PASSAGE SHOWN:
— BEGIN —
Covering news events in Northern Ontario can be pretty exciting — but it is frustrating as hell when you think you have the hottest story in Northern Ontario only to find out yours is barely second best when part of a Northern Ontario city is blown up by a natural gas explosion.
It was the afternoon of Jan. 8, 1975 and I was in the newsroom on the top floor of The Timmins Daily Press, in the old Thomson building at 125 Cedar Street. Managing editor Gregory Reynolds slammed down the phone and bellowed that the Ontario Northland Railway (ONR) Little Bear train had derailed near Foxville and was on fire.
I was less than a year on the job, but quickly piped up that I would be glad to chase down that story.
Soon enough I was on the phone to Wayne Antler, the ONR public affairs guy located in North Bay. Wayne was always a straight shooter and one of the many company guys that reporters learned they could trust with quick answers to tough questions.
Soon enough there was a message from Ontario Northland. There was no fax. There was no internet. This came through on the TELEX machine.
There was indeed a train wreck on the ONR mainline between Cochrane and Moosonee. The press release said there were no injuries, no environmental damage, that the fire was under control and that repair crews would be on the scene soon enough to get the situation cleaned up.
— END —
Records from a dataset
— BEGIN —
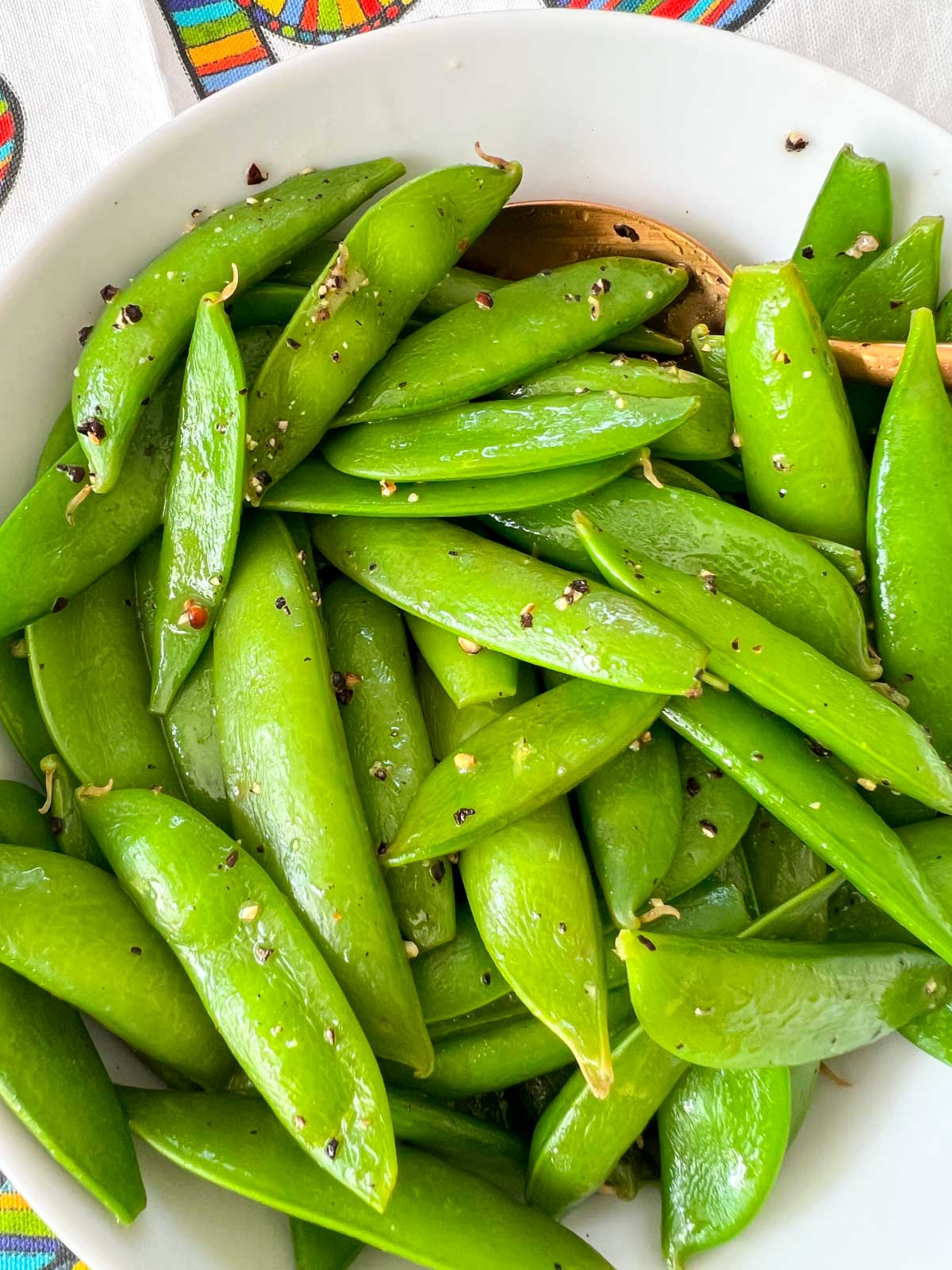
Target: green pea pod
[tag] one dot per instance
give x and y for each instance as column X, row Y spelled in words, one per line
column 292, row 789
column 315, row 487
column 518, row 764
column 467, row 672
column 706, row 435
column 803, row 464
column 389, row 747
column 23, row 817
column 103, row 531
column 54, row 1081
column 879, row 304
column 399, row 249
column 482, row 347
column 848, row 560
column 787, row 776
column 190, row 722
column 260, row 979
column 507, row 602
column 146, row 324
column 73, row 837
column 848, row 224
column 911, row 471
column 203, row 503
column 736, row 1003
column 715, row 813
column 19, row 710
column 450, row 727
column 630, row 813
column 738, row 1124
column 754, row 562
column 543, row 929
column 438, row 1216
column 317, row 1249
column 505, row 438
column 711, row 355
column 126, row 978
column 781, row 867
column 93, row 643
column 866, row 729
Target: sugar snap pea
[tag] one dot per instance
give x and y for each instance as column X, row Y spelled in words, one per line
column 879, row 304
column 355, row 310
column 317, row 487
column 292, row 789
column 505, row 438
column 803, row 464
column 706, row 435
column 146, row 324
column 754, row 562
column 724, row 1136
column 911, row 531
column 54, row 1081
column 848, row 224
column 469, row 673
column 736, row 1003
column 866, row 729
column 389, row 747
column 715, row 812
column 530, row 324
column 126, row 977
column 530, row 610
column 800, row 787
column 518, row 764
column 203, row 502
column 73, row 837
column 630, row 813
column 23, row 817
column 92, row 681
column 319, row 1249
column 19, row 711
column 260, row 979
column 190, row 721
column 438, row 1216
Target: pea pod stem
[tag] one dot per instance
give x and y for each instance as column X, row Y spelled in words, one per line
column 785, row 675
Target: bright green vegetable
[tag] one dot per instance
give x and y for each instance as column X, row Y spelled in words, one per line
column 470, row 675
column 505, row 601
column 879, row 304
column 292, row 789
column 259, row 978
column 518, row 764
column 866, row 729
column 145, row 325
column 437, row 1216
column 848, row 224
column 389, row 747
column 126, row 977
column 355, row 310
column 203, row 503
column 530, row 324
column 803, row 464
column 630, row 813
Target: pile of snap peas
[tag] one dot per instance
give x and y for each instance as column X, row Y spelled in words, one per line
column 476, row 764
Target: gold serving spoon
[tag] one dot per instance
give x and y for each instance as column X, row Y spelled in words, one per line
column 526, row 238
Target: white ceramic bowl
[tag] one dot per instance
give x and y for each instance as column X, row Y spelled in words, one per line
column 681, row 122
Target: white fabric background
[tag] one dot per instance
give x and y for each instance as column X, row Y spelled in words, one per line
column 94, row 76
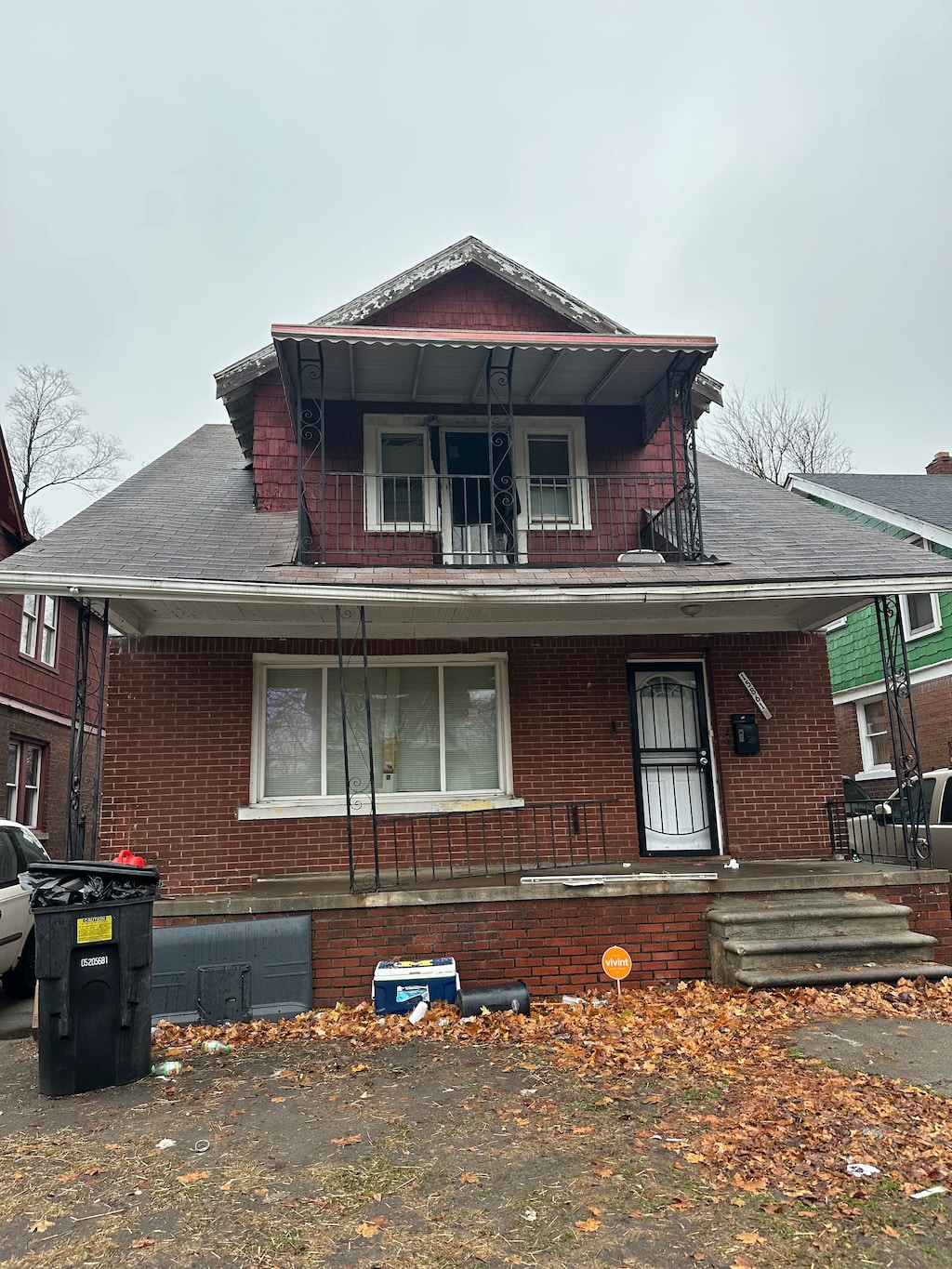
— END —
PROBLEM SET:
1. In the passage on the train derailment, set down everything starting at the words "I was less than" and ending after the words "situation cleaned up.".
2. Work out how many lines of the records hold the string "white" and give that number alone.

EXPECTED OUTPUTS:
1.
I was less than a year on the job, but quickly piped up that I would be glad to chase down that story.
Soon enough I was on the phone to Wayne Antler, the ONR public affairs guy located in North Bay. Wayne was always a straight shooter and one of the many company guys that reporters learned they could trust with quick answers to tough questions.
Soon enough there was a message from Ontario Northland. There was no fax. There was no internet. This came through on the TELEX machine.
There was indeed a train wreck on the ONR mainline between Cochrane and Moosonee. The press release said there were no injuries, no environmental damage, that the fire was under control and that repair crews would be on the scene soon enough to get the situation cleaned up.

2. 2